Opinião

Recordar Fevereiro e os nossos sonhos

Fevereiro remete-nos para aquilo que foi o arremesso da nossa luta pela emancipação do colonialismo português. Depois do massacre de camponeses na Baixa de Kassanje, a 4 de Janeiro de 1961, a 4 de Fevereiro do mesmo ano, o que já vinha fermentando faz tempo expeliu do garrafão espalhando pelo asfalto e pelas estradas de terra batida a espuma que anunciava uma nova aurora.

19/02/2021  Última atualização 08H50
Esse novo amanhecer levou tempo a ser construído. O grito de 4 de Fevereiro foi o primeiro sinal de muitas batalhas que se seguiram, de arma em punho, pelas matas desta Angola fora, e politicamente, nos areópagos das grandes capitais do mundo - onde também se decidia o rumo dos povos do mundo, o rumo do próprio mundo.

Nesta Angola de Njinga Mbandi, de Mandumbe ya Ndemufayo, de Mwatchiânvua e de tantos outros guerreiros e heróis, povos determinados sabiam que não teriam o que lhes cabe por direito - o respeito pela dignidade humana e a decidir sobre os seus destinos na sua terra -, se ficassem à espera que lhes fosse dado de bandeja. O apoio do exterior à luta pela Independência foi importante, mas os angolanos não esperaram que outros fizessem por si o que era obrigação sua.

A luta pela Independência criou uma amálgama de sentimentos que perpassou Angola de uma ponta a outra. Todos os povos que constituem esta Nação puseram as suas mãos na massa para que dela surgisse algo à medida das suas aspirações. Todas as raças se juntaram e foram à luta por um mesmo objectivo e, quando Angola emerge como ente independente, a 11 de Novembro de 1975, é um país que abraça os mais nobres princípios universais de respeito pela dignidade humana: contra o tribalismo, o racismo, a discriminação sexual, as divisões étnico-religiosas e a favor da emancipação dos povos oprimidos.

• Excerto de dados
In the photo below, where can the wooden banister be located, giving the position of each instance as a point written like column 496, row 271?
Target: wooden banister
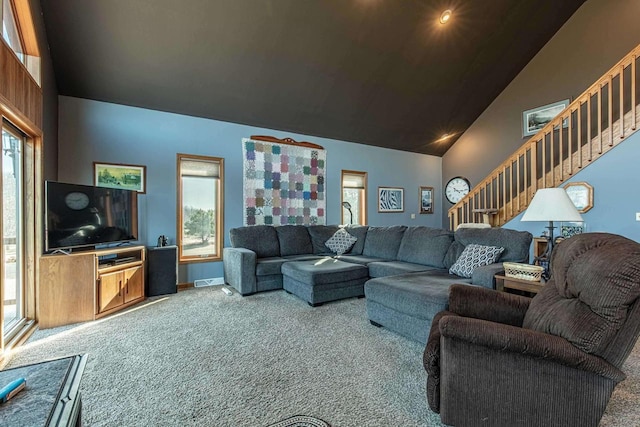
column 563, row 147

• Perguntas a responder
1. Copie do texto sobre a luta pela Independência de Angola o trecho que começa com as palavras que contêm "Recordar Fevereiro e" e termina em "do próprio mundo.".
2. Segundo o texto sobre a luta pela Independência de Angola, por que razão os povos angolanos não ficaram à espera de que outros fizessem por eles a luta?
3. De acordo com o texto sobre a luta pela Independência de Angola, em que data ocorreu o massacre de camponeses na Baixa de Kassanje?

• Respostas do exercício
1.
Recordar Fevereiro e os nossos sonhos

Fevereiro remete-nos para aquilo que foi o arremesso da nossa luta pela emancipação do colonialismo português. Depois do massacre de camponeses na Baixa de Kassanje, a 4 de Janeiro de 1961, a 4 de Fevereiro do mesmo ano, o que já vinha fermentando faz tempo expeliu do garrafão espalhando pelo asfalto e pelas estradas de terra batida a espuma que anunciava uma nova aurora.

19/02/2021  Última atualização 08H50
Esse novo amanhecer levou tempo a ser construído. O grito de 4 de Fevereiro foi o primeiro sinal de muitas batalhas que se seguiram, de arma em punho, pelas matas desta Angola fora, e politicamente, nos areópagos das grandes capitais do mundo - onde também se decidia o rumo dos povos do mundo, o rumo do próprio mundo.

2. Porque sabiam que não teriam o que lhes cabia por direito se ficassem à espera de que lhes fosse dado de bandeja. O que lhes cabia era o respeito pela dignidade humana e o direito de decidir sobre os seus destinos na sua terra. Por isso, embora o apoio do exterior tenha sido importante, consideraram essa luta uma obrigação sua.

3. A 4 de Janeiro de 1961.